_Problem A_
In the passage about Sanders and abortion rights, what is the medical use of fetal tissue said to be important for?
_Problem B_
Reproduce the passage about Sanders and abortion rights word for word, starting at "The Clinton administration’s" and ending at "information about abortion.".

_Text passage_
In 1992, on the 20th Anniversary of Roe vs. Wade, Rep. Sanders reaffirmed his support for a woman’s right to choose. He congratulated the Clinton administration for its quick action to reverse the Reagan­ Bush-era actions, which had limited women’s rights to abortion and medical progress.[5]

“I realize that abortion is a contentious and controversial issue on which many people have deeply held personal beliefs,” Sanders said. *’But I feel strongly that in the final analysis, the issue of abortion must be decided by the woman herself and that the government should stay out of the decision.”[5]

The Clinton administration’s actions supported by Sanders included:

  • Repeal of the gag rule, which prohibits public family planning clinics from giving out information about abortion.
  • Eliminating the ban on the medical use of fetal tissue, which is important in treating Parkinson’s disease and other illnesses.
  • Eliminating the ban on abortions for military personnel in military hospitals overseas.

_Record extracts_

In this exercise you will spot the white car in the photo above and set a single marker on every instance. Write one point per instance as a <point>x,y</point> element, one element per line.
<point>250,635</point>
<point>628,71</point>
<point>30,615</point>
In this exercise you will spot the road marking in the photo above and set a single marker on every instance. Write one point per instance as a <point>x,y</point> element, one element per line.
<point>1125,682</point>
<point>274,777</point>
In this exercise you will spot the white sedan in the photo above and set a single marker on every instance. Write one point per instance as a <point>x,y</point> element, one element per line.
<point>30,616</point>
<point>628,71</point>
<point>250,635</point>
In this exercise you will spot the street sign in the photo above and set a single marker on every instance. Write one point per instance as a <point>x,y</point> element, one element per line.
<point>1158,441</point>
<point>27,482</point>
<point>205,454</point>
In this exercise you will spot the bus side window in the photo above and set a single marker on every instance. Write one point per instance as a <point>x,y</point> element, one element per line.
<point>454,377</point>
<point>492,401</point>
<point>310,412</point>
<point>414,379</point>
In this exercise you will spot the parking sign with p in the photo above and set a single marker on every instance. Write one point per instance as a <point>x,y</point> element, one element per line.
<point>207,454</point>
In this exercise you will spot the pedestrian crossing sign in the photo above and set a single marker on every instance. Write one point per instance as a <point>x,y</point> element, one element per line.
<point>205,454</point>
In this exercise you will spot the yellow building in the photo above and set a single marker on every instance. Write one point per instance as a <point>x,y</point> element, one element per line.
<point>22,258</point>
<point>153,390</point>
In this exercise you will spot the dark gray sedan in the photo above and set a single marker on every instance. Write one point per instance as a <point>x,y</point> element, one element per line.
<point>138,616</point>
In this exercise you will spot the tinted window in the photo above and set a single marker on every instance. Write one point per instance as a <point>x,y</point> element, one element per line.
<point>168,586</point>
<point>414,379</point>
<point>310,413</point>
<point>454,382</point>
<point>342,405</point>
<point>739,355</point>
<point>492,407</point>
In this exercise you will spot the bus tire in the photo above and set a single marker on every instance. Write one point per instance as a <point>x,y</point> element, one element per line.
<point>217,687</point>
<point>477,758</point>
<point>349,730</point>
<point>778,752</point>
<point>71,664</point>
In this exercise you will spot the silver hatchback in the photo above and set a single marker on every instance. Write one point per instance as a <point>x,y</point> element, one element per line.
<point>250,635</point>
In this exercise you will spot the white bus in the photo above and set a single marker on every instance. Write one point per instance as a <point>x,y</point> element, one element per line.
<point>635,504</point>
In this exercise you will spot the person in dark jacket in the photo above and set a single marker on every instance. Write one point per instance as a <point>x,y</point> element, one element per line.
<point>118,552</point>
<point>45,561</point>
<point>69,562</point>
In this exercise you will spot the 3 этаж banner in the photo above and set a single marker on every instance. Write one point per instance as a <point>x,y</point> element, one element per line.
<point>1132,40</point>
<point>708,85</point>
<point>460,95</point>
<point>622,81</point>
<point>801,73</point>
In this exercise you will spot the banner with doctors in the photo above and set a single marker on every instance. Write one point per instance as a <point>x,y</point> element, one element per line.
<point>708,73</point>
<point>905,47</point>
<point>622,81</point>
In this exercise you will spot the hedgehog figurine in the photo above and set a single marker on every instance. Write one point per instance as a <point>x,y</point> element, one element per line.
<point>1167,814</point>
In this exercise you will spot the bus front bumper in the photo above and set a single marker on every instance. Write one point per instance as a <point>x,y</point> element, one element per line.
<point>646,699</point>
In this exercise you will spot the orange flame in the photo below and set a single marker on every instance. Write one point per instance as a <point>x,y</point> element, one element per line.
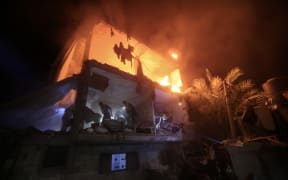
<point>100,48</point>
<point>165,81</point>
<point>174,55</point>
<point>174,81</point>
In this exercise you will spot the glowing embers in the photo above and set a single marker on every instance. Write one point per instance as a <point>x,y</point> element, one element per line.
<point>174,54</point>
<point>173,80</point>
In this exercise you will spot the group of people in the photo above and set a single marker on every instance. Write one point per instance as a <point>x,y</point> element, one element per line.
<point>127,116</point>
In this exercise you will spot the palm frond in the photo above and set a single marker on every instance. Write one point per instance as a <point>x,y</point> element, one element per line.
<point>208,74</point>
<point>216,86</point>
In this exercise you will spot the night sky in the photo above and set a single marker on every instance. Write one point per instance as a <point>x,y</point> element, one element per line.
<point>215,35</point>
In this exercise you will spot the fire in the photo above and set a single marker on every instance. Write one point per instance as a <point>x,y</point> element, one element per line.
<point>165,81</point>
<point>100,48</point>
<point>174,55</point>
<point>173,80</point>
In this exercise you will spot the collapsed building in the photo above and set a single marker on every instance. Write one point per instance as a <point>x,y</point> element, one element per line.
<point>96,68</point>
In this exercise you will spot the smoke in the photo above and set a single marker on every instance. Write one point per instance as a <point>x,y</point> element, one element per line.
<point>208,34</point>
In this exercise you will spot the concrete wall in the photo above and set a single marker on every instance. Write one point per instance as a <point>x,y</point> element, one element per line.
<point>264,161</point>
<point>83,162</point>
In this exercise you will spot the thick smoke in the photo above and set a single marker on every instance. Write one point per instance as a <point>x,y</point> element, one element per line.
<point>217,35</point>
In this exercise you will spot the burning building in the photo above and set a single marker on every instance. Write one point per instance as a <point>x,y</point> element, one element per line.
<point>99,67</point>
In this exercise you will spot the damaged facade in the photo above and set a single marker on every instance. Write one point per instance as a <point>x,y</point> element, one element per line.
<point>91,146</point>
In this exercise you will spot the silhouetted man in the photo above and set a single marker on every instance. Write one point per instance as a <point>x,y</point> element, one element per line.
<point>106,111</point>
<point>131,114</point>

_Reply A_
It is important in treating Parkinson's disease and other illnesses.

_Reply B_
The Clinton administration’s actions supported by Sanders included:

  • Repeal of the gag rule, which prohibits public family planning clinics from giving out information about abortion.